▶ [Task objective] Could you show each line of the records that contains the word "chair"?

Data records

Segment Open

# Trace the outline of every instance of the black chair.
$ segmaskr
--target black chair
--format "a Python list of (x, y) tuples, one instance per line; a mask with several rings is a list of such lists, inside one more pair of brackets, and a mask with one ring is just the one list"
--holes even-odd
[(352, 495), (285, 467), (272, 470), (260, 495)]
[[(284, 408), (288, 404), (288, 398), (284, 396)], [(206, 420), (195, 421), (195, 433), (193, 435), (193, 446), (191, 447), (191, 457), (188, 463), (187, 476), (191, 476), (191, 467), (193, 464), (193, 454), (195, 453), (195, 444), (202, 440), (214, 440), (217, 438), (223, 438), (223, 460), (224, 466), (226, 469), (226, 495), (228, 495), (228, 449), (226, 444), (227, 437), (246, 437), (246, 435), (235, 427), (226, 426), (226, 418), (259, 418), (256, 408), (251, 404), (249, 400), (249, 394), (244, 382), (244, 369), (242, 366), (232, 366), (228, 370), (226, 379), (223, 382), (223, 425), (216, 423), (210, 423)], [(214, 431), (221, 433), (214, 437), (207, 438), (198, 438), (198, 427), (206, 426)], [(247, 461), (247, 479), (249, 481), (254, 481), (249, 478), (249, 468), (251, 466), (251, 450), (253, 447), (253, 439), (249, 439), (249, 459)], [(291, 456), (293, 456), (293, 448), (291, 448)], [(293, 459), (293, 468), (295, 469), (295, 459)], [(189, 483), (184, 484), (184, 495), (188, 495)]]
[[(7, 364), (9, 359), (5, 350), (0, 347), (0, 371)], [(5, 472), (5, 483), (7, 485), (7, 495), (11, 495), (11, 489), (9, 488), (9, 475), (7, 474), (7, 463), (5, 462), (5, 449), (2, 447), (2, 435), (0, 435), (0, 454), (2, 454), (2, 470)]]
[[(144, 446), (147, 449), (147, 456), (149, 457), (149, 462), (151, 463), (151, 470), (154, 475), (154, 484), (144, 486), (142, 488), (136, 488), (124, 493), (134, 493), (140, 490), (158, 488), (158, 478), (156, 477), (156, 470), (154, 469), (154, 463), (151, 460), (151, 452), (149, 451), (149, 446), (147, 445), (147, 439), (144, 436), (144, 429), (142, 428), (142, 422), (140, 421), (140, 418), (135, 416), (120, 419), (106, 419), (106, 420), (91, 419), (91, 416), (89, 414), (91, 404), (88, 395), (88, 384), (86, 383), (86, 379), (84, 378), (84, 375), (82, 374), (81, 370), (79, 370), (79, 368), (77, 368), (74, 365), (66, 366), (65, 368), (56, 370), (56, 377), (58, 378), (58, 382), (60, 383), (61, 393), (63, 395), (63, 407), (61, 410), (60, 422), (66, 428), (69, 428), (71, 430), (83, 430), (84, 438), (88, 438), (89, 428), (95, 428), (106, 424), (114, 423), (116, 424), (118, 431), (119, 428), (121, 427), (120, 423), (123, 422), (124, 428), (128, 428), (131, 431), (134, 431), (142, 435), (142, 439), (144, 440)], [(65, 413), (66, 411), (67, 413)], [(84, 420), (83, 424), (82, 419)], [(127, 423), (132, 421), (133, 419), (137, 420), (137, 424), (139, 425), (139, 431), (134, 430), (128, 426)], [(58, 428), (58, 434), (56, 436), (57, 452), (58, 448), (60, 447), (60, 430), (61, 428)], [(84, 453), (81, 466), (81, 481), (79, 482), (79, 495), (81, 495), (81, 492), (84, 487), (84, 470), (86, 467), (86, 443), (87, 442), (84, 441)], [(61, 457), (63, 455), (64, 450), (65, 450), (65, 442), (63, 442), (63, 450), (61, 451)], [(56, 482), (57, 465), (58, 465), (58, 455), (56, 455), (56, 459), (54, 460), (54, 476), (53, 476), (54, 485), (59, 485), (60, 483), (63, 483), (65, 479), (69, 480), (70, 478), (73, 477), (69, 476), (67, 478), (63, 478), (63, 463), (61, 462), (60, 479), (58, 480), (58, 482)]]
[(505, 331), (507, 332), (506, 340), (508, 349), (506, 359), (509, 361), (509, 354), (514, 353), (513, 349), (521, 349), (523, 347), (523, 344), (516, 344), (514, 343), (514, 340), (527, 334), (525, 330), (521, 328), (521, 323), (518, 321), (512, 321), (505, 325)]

Segment Closed

▶ [Exercise solution]
# Trace the outline of every instance of the black chair.
--target black chair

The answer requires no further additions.